_What is asked_. Find each line in the records below that contains the word "refrigerator", and copy those lines.

____

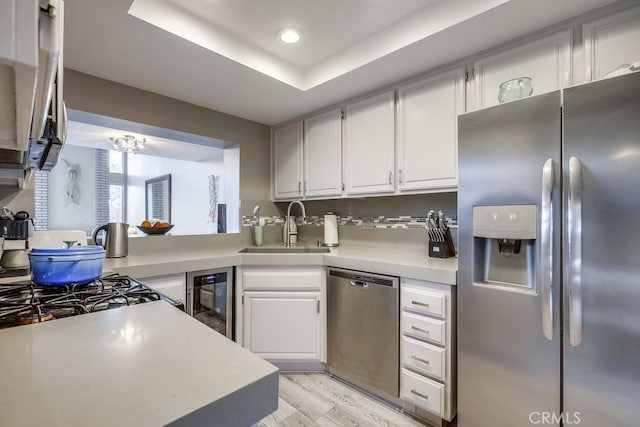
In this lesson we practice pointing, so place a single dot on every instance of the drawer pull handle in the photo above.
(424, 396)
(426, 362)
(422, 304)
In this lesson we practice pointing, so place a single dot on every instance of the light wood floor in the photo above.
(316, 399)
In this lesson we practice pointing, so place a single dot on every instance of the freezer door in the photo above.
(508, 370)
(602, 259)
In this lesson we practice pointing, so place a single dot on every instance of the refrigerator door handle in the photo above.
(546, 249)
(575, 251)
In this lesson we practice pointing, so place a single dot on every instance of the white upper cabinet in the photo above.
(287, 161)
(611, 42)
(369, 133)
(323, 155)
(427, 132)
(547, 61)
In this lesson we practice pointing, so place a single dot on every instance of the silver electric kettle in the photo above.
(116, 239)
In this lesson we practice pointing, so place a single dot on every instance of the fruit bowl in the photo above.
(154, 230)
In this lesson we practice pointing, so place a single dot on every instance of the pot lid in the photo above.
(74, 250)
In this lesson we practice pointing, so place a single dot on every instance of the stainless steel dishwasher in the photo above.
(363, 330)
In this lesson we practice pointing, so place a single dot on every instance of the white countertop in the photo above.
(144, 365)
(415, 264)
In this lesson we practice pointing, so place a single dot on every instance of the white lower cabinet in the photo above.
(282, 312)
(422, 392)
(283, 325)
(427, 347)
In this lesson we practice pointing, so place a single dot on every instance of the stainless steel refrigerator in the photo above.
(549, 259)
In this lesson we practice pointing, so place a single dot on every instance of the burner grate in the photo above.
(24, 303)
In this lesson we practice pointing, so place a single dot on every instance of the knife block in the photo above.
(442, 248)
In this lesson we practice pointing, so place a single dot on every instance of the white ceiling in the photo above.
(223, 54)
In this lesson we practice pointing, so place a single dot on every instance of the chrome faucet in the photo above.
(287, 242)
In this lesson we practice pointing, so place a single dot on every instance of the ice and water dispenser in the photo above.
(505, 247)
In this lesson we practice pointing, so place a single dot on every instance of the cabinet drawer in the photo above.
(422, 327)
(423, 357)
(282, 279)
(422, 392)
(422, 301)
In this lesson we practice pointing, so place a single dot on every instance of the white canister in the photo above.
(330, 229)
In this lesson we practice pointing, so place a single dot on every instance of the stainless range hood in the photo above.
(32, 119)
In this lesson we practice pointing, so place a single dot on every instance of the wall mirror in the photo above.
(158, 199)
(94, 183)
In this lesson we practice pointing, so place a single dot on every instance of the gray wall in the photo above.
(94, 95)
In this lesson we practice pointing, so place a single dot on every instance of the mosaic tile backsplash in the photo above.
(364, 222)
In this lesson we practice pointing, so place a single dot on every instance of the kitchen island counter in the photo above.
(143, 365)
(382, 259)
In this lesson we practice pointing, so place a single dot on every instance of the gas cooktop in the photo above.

____

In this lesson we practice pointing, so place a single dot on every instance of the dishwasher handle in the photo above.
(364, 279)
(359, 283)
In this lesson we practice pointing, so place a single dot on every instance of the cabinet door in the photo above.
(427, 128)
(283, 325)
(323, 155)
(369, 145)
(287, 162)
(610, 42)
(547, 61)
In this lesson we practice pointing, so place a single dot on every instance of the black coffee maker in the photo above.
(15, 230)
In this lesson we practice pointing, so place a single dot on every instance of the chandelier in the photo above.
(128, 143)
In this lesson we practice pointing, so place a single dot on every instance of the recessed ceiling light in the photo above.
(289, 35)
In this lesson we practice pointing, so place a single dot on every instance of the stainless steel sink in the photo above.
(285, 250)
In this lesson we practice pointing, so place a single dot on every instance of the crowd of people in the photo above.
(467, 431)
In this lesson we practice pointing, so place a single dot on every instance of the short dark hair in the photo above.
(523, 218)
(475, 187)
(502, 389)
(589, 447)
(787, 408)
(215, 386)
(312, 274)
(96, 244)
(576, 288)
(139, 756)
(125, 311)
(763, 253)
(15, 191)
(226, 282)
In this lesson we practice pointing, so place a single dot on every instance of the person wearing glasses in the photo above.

____

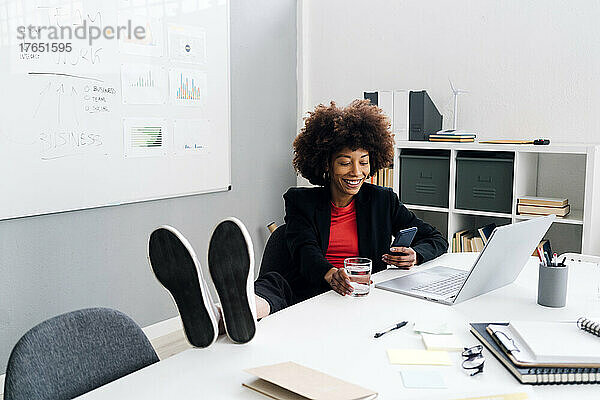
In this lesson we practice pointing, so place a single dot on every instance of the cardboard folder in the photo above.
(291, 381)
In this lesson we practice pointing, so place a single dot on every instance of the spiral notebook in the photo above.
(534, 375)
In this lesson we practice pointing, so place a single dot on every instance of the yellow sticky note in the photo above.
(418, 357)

____

_Expected output_.
In this lesson we practice pointing, so place a single dot on every instance of the refrigerator door handle in the photo above.
In this lesson we practice pointing, so place a single dot on every instance of the stainless steel refrigerator in the photo above.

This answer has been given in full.